(Work item): Pictures in the listing below are omitted, and every other part is printed exactly.

+++++

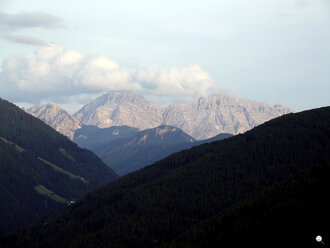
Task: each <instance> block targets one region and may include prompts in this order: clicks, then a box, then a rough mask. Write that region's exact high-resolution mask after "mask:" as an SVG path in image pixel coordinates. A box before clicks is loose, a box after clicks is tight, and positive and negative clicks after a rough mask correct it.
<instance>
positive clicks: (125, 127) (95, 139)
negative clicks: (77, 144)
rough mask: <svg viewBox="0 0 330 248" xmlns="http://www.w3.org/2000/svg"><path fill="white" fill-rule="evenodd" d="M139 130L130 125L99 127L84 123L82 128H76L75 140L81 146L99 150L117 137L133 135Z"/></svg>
mask: <svg viewBox="0 0 330 248" xmlns="http://www.w3.org/2000/svg"><path fill="white" fill-rule="evenodd" d="M139 131H140V130H139V129H137V128H133V127H128V126H119V127H117V126H115V127H109V128H99V127H97V126H87V125H83V127H82V128H80V129H77V130H76V132H75V134H74V138H73V141H74V142H75V143H77V144H78V145H79V146H80V147H84V148H87V149H90V150H92V151H94V152H97V151H99V150H100V149H102V148H103V147H105V146H108V145H109V144H110V143H111V142H113V141H115V140H117V139H125V138H129V137H133V136H134V135H136V134H137V133H138V132H139Z"/></svg>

+++++

(Written response):
Task: each <instance> block targets one region and may include prompts in this order: clicks, then a box, then a rough mask. Write that region's exact high-resolution mask after "mask:" as an SVG path in image pixel coordinates. A box before clicks is loose, a box after clicks is tight, and positive and negative clicks after a rough mask correct it.
<instance>
positive clicks: (125, 127) (95, 139)
negative clicks: (77, 144)
rough mask: <svg viewBox="0 0 330 248" xmlns="http://www.w3.org/2000/svg"><path fill="white" fill-rule="evenodd" d="M139 130L130 125L99 127L84 123L82 128H76L75 140L81 146L99 150L117 137L133 135Z"/></svg>
mask: <svg viewBox="0 0 330 248" xmlns="http://www.w3.org/2000/svg"><path fill="white" fill-rule="evenodd" d="M139 131H140V130H139V129H137V128H133V127H128V126H119V127H117V126H115V127H109V128H99V127H97V126H87V125H83V127H82V128H80V129H77V130H76V132H75V134H74V138H73V141H74V142H75V143H77V144H78V145H79V146H80V147H84V148H87V149H90V150H92V151H94V152H97V151H99V150H100V149H102V148H103V147H105V146H108V145H109V144H110V143H111V142H113V141H115V140H117V139H125V138H129V137H133V136H134V135H136V134H137V133H138V132H139Z"/></svg>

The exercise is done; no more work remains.